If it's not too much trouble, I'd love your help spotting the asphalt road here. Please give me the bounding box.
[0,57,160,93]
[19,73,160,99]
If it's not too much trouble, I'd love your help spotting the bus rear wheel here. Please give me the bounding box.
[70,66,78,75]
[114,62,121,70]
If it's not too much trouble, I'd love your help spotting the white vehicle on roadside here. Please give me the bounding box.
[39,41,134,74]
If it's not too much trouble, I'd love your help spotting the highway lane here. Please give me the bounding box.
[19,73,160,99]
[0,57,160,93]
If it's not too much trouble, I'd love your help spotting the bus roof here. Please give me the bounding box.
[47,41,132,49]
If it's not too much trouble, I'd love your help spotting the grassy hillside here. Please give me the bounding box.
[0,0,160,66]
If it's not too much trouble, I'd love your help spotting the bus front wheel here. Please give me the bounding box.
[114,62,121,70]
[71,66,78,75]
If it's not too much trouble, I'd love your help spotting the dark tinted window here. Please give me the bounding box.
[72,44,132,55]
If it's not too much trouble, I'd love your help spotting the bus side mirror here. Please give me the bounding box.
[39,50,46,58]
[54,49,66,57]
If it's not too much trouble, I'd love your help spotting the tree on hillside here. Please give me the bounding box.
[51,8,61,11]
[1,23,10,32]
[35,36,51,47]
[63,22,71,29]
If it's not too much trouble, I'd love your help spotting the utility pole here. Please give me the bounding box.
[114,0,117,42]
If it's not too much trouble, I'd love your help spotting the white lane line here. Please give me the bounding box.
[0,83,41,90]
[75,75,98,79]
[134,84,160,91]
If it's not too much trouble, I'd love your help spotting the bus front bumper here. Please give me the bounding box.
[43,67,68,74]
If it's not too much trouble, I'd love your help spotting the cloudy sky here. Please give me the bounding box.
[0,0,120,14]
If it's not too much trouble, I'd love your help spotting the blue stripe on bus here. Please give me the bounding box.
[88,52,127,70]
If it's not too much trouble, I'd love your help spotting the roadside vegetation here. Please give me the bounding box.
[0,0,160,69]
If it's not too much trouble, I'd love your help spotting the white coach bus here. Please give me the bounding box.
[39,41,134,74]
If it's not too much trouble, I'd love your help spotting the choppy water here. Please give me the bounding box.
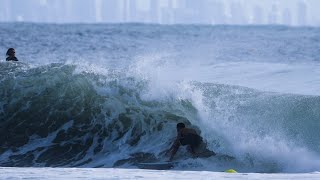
[0,24,320,172]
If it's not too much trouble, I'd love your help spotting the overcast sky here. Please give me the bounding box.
[0,0,320,26]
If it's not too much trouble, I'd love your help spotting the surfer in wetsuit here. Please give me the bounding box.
[6,48,18,61]
[168,123,215,161]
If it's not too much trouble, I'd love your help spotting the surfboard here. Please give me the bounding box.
[136,162,176,170]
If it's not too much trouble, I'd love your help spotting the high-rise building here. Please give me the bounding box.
[230,1,248,24]
[0,0,11,21]
[150,0,160,23]
[268,4,279,24]
[128,0,137,22]
[101,0,123,23]
[282,8,292,25]
[208,1,226,24]
[252,6,265,24]
[297,1,307,26]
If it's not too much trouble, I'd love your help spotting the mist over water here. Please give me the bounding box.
[0,24,320,172]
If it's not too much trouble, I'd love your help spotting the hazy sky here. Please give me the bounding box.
[0,0,320,26]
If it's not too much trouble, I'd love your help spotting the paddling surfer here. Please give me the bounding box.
[167,123,215,161]
[6,48,18,61]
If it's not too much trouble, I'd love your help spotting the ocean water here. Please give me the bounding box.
[0,23,320,173]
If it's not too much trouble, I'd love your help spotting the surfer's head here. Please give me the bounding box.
[177,123,186,131]
[6,48,16,57]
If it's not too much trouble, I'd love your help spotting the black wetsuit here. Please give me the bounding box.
[6,57,18,61]
[179,133,202,147]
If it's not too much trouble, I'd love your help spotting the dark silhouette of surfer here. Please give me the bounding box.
[6,48,18,61]
[167,123,216,161]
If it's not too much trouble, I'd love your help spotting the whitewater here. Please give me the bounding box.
[0,23,320,178]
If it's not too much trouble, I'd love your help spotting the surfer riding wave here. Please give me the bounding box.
[167,123,216,161]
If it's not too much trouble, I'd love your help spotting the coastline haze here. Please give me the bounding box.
[0,0,320,26]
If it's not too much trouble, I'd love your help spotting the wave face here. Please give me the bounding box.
[0,24,320,172]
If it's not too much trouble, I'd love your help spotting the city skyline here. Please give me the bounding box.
[0,0,320,26]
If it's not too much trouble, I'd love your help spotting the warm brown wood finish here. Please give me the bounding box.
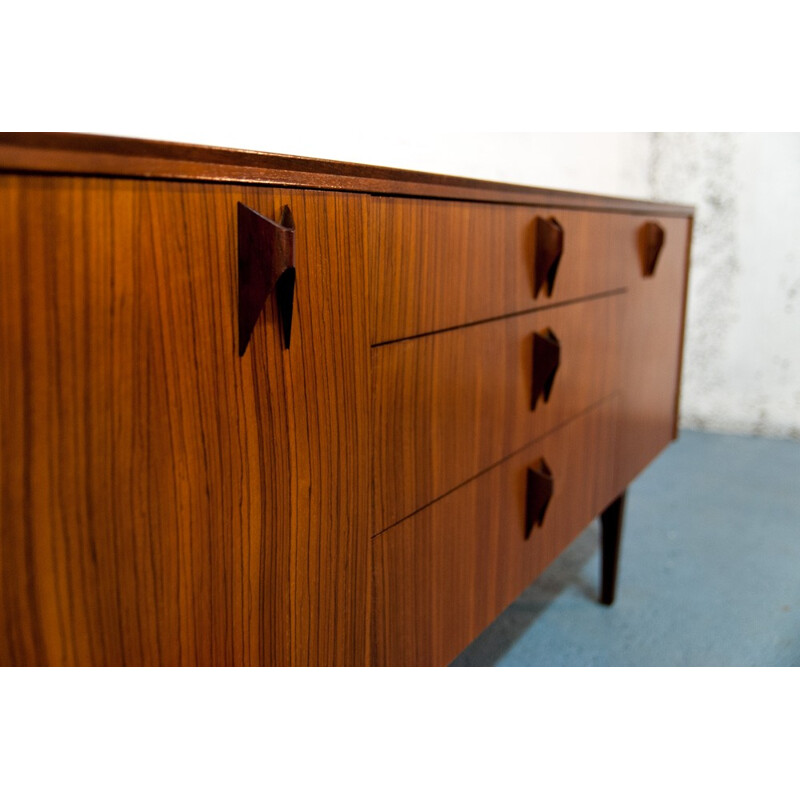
[0,133,692,216]
[0,176,370,664]
[0,134,691,665]
[373,400,616,666]
[372,293,625,532]
[617,219,689,493]
[370,199,641,343]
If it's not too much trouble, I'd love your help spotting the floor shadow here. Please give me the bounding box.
[450,520,600,667]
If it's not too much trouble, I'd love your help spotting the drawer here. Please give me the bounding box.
[372,398,617,665]
[617,218,691,491]
[372,293,626,532]
[370,198,642,343]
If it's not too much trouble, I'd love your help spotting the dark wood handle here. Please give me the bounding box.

=-=-=

PROBLEM DETAILS: Rewrite the rows from the line with "lane here. Please give me the bounding box." to the line with "[114,0,117,42]", both included, copying each request unchanged and scaling every bounding box coordinate in the answers by 0.5, rounded to whole numbers with halves rounded up. Give only those rows.

WRITTEN ANSWER:
If it's not too much trouble, I'd love your help spotting the highway lane here. Please give me the bounding box.
[10,37,80,50]
[0,29,80,47]
If it's not too much trouble, I'd love your help spotting the bus roof here. Please give me the bounding box.
[24,21,66,25]
If it's not too much trouble, I'd love your help spotting the grassy hillside here. Please give me the bounding box.
[0,0,80,33]
If it's not too much trouble, I'd love your help spotting the bus front wheel here. Please give me the bounding box.
[57,31,61,35]
[36,33,39,38]
If it's not too much trouble, I'd love your help spotting the dark tinted window here. Please give me the bounding box.
[36,22,66,28]
If it's not too much trouble, I'd love your help spotting the bus side mirror here. Please give me the bounding box.
[20,25,23,29]
[27,25,33,29]
If it's not too much trouble, I'd love your help spotting the tree on hillside here. Please give me the bounding box.
[26,4,31,6]
[1,12,5,16]
[18,18,26,24]
[32,11,36,15]
If it's not too much trouble, I'd love your help spotting the utility pole here. Please give me the bounding box.
[57,0,59,21]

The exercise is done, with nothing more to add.